Exercise requirements -
Type out each record word for word. Pictures stay out.

-- Record excerpts follows --

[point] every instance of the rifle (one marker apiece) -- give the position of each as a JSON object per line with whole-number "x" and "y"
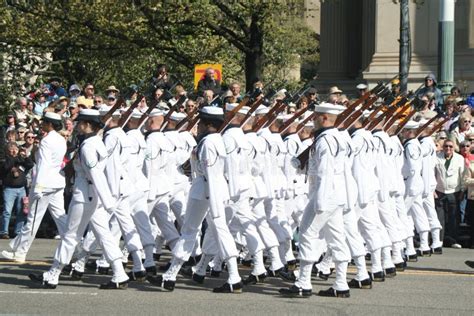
{"x": 116, "y": 106}
{"x": 180, "y": 101}
{"x": 353, "y": 117}
{"x": 371, "y": 123}
{"x": 230, "y": 115}
{"x": 306, "y": 120}
{"x": 288, "y": 123}
{"x": 439, "y": 125}
{"x": 124, "y": 118}
{"x": 421, "y": 128}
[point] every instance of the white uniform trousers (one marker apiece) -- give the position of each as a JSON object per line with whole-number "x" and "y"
{"x": 79, "y": 215}
{"x": 353, "y": 236}
{"x": 160, "y": 210}
{"x": 52, "y": 201}
{"x": 240, "y": 214}
{"x": 388, "y": 216}
{"x": 217, "y": 226}
{"x": 370, "y": 227}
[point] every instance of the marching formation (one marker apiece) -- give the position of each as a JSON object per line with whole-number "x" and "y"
{"x": 243, "y": 184}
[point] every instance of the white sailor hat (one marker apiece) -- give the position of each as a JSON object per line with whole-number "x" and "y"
{"x": 329, "y": 108}
{"x": 177, "y": 116}
{"x": 89, "y": 115}
{"x": 155, "y": 113}
{"x": 261, "y": 110}
{"x": 136, "y": 114}
{"x": 52, "y": 117}
{"x": 211, "y": 113}
{"x": 411, "y": 125}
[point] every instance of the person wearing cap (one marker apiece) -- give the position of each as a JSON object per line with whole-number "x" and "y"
{"x": 111, "y": 90}
{"x": 449, "y": 171}
{"x": 411, "y": 171}
{"x": 207, "y": 195}
{"x": 157, "y": 166}
{"x": 361, "y": 89}
{"x": 92, "y": 202}
{"x": 323, "y": 216}
{"x": 238, "y": 175}
{"x": 386, "y": 202}
{"x": 118, "y": 179}
{"x": 431, "y": 86}
{"x": 428, "y": 150}
{"x": 274, "y": 179}
{"x": 47, "y": 188}
{"x": 138, "y": 200}
{"x": 183, "y": 143}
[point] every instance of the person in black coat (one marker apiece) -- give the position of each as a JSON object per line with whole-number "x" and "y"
{"x": 13, "y": 172}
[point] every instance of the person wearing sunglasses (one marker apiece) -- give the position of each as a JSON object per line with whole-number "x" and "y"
{"x": 449, "y": 171}
{"x": 462, "y": 131}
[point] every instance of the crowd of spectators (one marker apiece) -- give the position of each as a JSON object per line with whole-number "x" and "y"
{"x": 21, "y": 134}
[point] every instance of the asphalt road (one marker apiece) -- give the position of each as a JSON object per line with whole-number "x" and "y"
{"x": 437, "y": 285}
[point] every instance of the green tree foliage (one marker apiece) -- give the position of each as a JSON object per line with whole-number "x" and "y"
{"x": 121, "y": 42}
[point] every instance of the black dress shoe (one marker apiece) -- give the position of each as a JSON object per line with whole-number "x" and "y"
{"x": 150, "y": 270}
{"x": 91, "y": 265}
{"x": 165, "y": 267}
{"x": 412, "y": 258}
{"x": 424, "y": 253}
{"x": 255, "y": 279}
{"x": 377, "y": 276}
{"x": 114, "y": 285}
{"x": 215, "y": 274}
{"x": 295, "y": 291}
{"x": 158, "y": 281}
{"x": 291, "y": 265}
{"x": 390, "y": 272}
{"x": 139, "y": 276}
{"x": 103, "y": 270}
{"x": 38, "y": 278}
{"x": 76, "y": 275}
{"x": 364, "y": 284}
{"x": 229, "y": 288}
{"x": 400, "y": 267}
{"x": 334, "y": 293}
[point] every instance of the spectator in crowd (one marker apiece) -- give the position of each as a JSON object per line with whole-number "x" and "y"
{"x": 41, "y": 104}
{"x": 29, "y": 144}
{"x": 461, "y": 131}
{"x": 455, "y": 92}
{"x": 13, "y": 172}
{"x": 88, "y": 95}
{"x": 209, "y": 82}
{"x": 449, "y": 171}
{"x": 469, "y": 213}
{"x": 10, "y": 124}
{"x": 431, "y": 86}
{"x": 21, "y": 111}
{"x": 74, "y": 92}
{"x": 111, "y": 90}
{"x": 426, "y": 112}
{"x": 235, "y": 90}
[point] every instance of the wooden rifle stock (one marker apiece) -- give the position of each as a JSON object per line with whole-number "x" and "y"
{"x": 404, "y": 122}
{"x": 116, "y": 106}
{"x": 306, "y": 120}
{"x": 124, "y": 118}
{"x": 424, "y": 126}
{"x": 288, "y": 123}
{"x": 438, "y": 126}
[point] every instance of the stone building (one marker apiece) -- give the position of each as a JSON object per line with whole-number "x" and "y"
{"x": 359, "y": 41}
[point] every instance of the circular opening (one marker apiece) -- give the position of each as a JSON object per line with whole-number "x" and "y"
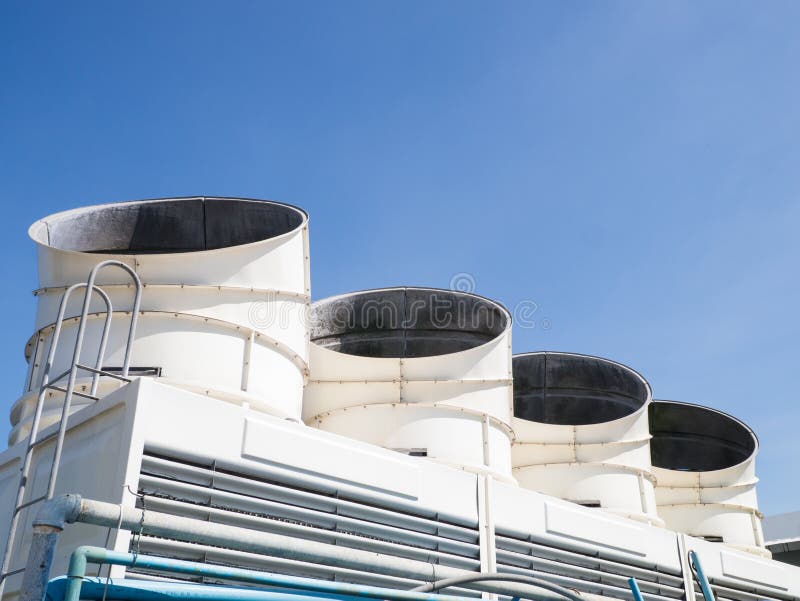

-- Record excerpts concluded --

Result of the exercise -
[point] every instance of the rifle (one marker apiece) -- give the position of each as a JSON object per line with whole-number "x" and "y"
{"x": 116, "y": 106}
{"x": 180, "y": 101}
{"x": 353, "y": 117}
{"x": 371, "y": 123}
{"x": 230, "y": 115}
{"x": 306, "y": 120}
{"x": 288, "y": 123}
{"x": 439, "y": 125}
{"x": 124, "y": 118}
{"x": 421, "y": 128}
[point] every instance of the white uniform trousers (one marker apiece) -- give the position of each as a JSON object per line with whole-number "x" and "y"
{"x": 79, "y": 215}
{"x": 353, "y": 236}
{"x": 160, "y": 210}
{"x": 52, "y": 201}
{"x": 240, "y": 214}
{"x": 388, "y": 216}
{"x": 217, "y": 226}
{"x": 370, "y": 227}
[point] every instance of the marching formation (one marker apiece) -- give the position of each as a JSON object per line with whole-number "x" and "y"
{"x": 243, "y": 184}
[point] every instance of the white sailor hat (one marker apiece) -- give the position of each as a JSON object per line with whole-number "x" and "y"
{"x": 329, "y": 108}
{"x": 177, "y": 116}
{"x": 89, "y": 115}
{"x": 155, "y": 113}
{"x": 261, "y": 110}
{"x": 136, "y": 114}
{"x": 52, "y": 117}
{"x": 211, "y": 113}
{"x": 411, "y": 125}
[point] every instance of the person wearing cap (one marker apiece) -- give the position of each as a JSON object per line with whole-number "x" and "y"
{"x": 111, "y": 90}
{"x": 449, "y": 171}
{"x": 411, "y": 171}
{"x": 207, "y": 195}
{"x": 157, "y": 166}
{"x": 361, "y": 89}
{"x": 92, "y": 202}
{"x": 323, "y": 216}
{"x": 238, "y": 175}
{"x": 386, "y": 202}
{"x": 118, "y": 179}
{"x": 431, "y": 86}
{"x": 428, "y": 150}
{"x": 274, "y": 179}
{"x": 47, "y": 188}
{"x": 138, "y": 200}
{"x": 183, "y": 143}
[point] every instance of the person in black coat (one marker apiece) -- give the position of each as a JSON object per line with whole-number "x" and "y"
{"x": 13, "y": 172}
[point] every instance of the person wearing sunglasses (one marker apiece) -- give the position of each as a JSON object per line with whole-number "x" and "y"
{"x": 449, "y": 171}
{"x": 462, "y": 131}
[point] every instance of the crowd of spectators (one marker apiece) -- give the position of each as a JSON object per line with whole-number "x" and "y"
{"x": 21, "y": 134}
[point] every instance of the asphalt road (one marker apiece) -- give the position of each as a JSON object per line with whole-number "x" and "y"
{"x": 437, "y": 285}
[point] every instance of the green tree foliage (one marker apiece) -- give the position of each as a JSON object per line with whole-number "x" and "y"
{"x": 121, "y": 42}
[point] every instance of the black dress shoe (one marker apiece) -- give the position of each as a JSON object per line with whole-number "x" and "y"
{"x": 150, "y": 270}
{"x": 91, "y": 265}
{"x": 165, "y": 267}
{"x": 412, "y": 258}
{"x": 424, "y": 253}
{"x": 255, "y": 279}
{"x": 377, "y": 276}
{"x": 114, "y": 285}
{"x": 215, "y": 274}
{"x": 295, "y": 291}
{"x": 158, "y": 281}
{"x": 291, "y": 265}
{"x": 390, "y": 272}
{"x": 139, "y": 276}
{"x": 103, "y": 270}
{"x": 38, "y": 278}
{"x": 76, "y": 275}
{"x": 364, "y": 284}
{"x": 229, "y": 288}
{"x": 400, "y": 267}
{"x": 334, "y": 293}
[point] every instance of the spectator in crowd (one marker apiece) -- give the position of each as a JSON object per line with whole-number "x" and "y"
{"x": 41, "y": 104}
{"x": 29, "y": 144}
{"x": 461, "y": 131}
{"x": 455, "y": 92}
{"x": 13, "y": 172}
{"x": 88, "y": 95}
{"x": 209, "y": 82}
{"x": 449, "y": 171}
{"x": 469, "y": 213}
{"x": 10, "y": 124}
{"x": 431, "y": 86}
{"x": 21, "y": 111}
{"x": 74, "y": 92}
{"x": 111, "y": 90}
{"x": 426, "y": 112}
{"x": 235, "y": 90}
[point] every instance of the wooden rifle stock (one marker apiece) -- give the position of each as a JSON object per line with whole-number "x" and "y"
{"x": 404, "y": 122}
{"x": 116, "y": 106}
{"x": 306, "y": 120}
{"x": 124, "y": 118}
{"x": 424, "y": 126}
{"x": 288, "y": 123}
{"x": 438, "y": 126}
[point] every instance of the stone building (one marker apiece) -- give the position of each as a JSON object per line with whole-number "x" and "y"
{"x": 359, "y": 41}
[point] every instance of the circular opening (one marker apiece) -- give the position of each as a JSON object per line with whole-number "x" and "y"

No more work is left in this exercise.